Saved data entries
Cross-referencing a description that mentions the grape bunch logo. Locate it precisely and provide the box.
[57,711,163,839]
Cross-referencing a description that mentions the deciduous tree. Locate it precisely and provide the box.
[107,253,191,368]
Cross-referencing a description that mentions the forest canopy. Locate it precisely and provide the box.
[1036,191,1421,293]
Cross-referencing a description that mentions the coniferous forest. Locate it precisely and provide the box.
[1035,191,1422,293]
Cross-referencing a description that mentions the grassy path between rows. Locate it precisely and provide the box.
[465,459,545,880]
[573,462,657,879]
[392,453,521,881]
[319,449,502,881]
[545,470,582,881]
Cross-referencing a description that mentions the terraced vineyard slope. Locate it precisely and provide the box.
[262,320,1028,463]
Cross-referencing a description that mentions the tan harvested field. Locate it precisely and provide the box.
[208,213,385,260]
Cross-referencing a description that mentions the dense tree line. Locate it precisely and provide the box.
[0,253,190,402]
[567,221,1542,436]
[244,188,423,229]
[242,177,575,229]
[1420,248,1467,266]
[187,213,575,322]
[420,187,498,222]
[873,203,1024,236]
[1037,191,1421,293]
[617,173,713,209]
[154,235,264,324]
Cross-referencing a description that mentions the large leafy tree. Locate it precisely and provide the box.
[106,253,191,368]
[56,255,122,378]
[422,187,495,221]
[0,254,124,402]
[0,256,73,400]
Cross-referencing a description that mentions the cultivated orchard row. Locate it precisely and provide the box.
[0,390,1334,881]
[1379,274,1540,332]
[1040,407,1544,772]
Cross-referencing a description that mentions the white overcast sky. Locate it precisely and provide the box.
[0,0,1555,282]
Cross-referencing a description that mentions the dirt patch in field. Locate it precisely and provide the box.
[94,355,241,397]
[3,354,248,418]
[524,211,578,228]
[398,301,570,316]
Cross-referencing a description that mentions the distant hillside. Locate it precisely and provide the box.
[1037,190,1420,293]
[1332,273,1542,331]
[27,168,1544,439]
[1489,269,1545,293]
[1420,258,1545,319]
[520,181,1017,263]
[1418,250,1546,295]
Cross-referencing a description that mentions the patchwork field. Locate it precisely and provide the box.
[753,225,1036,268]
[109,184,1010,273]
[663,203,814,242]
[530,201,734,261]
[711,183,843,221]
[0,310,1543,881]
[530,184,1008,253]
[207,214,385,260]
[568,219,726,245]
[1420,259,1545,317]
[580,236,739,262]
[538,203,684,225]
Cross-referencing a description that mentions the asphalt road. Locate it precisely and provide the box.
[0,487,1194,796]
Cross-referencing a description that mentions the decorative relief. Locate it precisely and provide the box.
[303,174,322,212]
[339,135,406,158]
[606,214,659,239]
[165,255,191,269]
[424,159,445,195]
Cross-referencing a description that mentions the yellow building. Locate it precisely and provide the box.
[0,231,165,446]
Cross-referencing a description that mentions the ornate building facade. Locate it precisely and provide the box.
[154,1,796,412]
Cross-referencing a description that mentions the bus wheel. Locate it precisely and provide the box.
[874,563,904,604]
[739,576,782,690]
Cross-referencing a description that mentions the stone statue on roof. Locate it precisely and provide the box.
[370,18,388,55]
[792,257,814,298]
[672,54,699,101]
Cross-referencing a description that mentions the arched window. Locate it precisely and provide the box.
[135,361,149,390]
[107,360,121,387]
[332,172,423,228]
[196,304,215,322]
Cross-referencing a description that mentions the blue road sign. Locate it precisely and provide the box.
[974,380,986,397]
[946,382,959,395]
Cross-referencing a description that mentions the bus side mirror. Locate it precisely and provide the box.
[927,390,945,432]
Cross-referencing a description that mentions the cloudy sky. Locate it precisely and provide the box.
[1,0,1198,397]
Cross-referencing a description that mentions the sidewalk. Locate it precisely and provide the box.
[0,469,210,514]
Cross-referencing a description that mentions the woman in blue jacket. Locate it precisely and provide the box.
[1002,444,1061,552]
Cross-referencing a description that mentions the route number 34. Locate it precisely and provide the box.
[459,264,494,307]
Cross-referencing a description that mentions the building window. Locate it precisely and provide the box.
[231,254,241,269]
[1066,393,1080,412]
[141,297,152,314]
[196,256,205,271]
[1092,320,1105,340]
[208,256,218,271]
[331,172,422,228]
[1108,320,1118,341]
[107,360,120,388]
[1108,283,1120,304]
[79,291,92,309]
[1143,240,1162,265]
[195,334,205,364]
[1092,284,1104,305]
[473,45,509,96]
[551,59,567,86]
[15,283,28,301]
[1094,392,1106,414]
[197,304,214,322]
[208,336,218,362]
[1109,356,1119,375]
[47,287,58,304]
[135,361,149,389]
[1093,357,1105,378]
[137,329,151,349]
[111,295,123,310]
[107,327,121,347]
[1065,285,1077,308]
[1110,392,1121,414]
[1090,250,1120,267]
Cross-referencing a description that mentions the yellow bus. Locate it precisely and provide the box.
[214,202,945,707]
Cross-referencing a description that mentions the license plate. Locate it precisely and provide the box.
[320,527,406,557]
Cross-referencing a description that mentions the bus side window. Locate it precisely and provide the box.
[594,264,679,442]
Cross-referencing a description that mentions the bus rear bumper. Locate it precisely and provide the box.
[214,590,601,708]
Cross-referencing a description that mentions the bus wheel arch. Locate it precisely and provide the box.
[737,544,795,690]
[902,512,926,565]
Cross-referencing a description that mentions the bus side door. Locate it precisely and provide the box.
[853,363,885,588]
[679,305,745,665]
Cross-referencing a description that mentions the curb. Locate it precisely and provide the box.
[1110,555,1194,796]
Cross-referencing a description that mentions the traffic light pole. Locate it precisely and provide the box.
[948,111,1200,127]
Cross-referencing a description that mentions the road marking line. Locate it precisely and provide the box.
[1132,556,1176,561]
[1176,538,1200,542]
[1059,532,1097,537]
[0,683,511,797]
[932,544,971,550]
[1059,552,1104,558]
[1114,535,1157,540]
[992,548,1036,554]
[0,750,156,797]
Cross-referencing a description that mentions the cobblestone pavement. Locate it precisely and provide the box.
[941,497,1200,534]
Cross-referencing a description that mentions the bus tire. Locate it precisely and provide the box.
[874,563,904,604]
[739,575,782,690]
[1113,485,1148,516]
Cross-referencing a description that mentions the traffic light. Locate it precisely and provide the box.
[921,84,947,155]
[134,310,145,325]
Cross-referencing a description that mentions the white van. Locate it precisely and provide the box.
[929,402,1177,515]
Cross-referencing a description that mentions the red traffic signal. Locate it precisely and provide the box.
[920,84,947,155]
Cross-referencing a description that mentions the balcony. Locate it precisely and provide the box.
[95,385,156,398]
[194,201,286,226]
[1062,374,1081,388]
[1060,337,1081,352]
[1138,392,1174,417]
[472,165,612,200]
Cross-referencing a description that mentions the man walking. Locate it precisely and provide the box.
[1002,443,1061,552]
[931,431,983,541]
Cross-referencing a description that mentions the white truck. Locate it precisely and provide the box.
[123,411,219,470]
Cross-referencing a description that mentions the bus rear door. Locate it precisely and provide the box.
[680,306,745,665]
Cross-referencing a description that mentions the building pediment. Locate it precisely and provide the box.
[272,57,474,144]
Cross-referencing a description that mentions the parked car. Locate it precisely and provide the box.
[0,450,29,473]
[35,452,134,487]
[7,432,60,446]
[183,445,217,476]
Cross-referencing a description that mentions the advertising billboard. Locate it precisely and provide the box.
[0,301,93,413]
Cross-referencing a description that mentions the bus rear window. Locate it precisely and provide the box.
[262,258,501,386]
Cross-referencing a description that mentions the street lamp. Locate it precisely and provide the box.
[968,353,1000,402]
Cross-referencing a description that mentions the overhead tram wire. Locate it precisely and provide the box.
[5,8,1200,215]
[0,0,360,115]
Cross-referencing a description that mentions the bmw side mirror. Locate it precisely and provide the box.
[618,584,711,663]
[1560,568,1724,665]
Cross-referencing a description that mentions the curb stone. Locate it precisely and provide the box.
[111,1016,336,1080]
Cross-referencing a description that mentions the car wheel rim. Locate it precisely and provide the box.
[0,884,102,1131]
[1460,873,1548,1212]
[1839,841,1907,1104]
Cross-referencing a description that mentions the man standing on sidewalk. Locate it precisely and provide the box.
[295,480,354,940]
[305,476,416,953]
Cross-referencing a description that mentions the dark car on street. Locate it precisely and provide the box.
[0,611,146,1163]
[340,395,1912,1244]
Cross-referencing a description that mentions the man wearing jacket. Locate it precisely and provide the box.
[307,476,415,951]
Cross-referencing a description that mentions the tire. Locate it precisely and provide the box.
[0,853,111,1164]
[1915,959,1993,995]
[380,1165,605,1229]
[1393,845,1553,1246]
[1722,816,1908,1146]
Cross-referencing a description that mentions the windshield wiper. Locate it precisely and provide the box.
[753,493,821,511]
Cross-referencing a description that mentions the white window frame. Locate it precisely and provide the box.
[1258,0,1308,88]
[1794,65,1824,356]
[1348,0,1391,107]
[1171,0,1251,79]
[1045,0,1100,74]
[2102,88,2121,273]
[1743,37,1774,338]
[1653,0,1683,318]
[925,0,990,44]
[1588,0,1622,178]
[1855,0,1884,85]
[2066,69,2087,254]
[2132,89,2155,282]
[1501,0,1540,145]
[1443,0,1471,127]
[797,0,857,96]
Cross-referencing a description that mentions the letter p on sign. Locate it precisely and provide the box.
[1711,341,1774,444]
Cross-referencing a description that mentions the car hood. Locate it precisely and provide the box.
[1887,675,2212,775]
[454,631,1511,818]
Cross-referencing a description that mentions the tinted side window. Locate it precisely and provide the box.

_Problem statement:_ Copy exactly the lines above, from the one containing "Cross-referencing a description that mentions the tire." through the very last line.

_Answer space:_
Cross-referencing a description that mentions the tire. Locate it precisely and provide the box.
[0,853,111,1164]
[1915,959,1993,995]
[380,1165,605,1229]
[1393,845,1553,1246]
[1722,816,1908,1146]
Cross-referencing a description that mentions the windshield wiper. Locate it precisely and provide the box.
[753,493,821,511]
Cross-referencing a description that mentions the white window frame. Locate it precisely and provide the box.
[1258,0,1308,88]
[1794,65,1824,356]
[1348,0,1391,107]
[1171,0,1251,79]
[1045,0,1100,74]
[2102,88,2121,273]
[1743,37,1774,338]
[1653,0,1683,318]
[925,0,990,44]
[1588,0,1622,178]
[1855,0,1884,85]
[2066,69,2087,254]
[2132,89,2155,282]
[1501,0,1540,145]
[1443,0,1471,127]
[797,0,857,96]
Cross-referencing a description that mentions the letter p on sign. Locate it precisely and provide the box.
[1711,341,1774,444]
Cross-referencing a description that mentions the car hood. Locate it precisely and provide the box.
[1887,675,2212,775]
[454,631,1511,818]
Cross-referencing a description that mentions the tinted side window. Locate it precisely and provide the box.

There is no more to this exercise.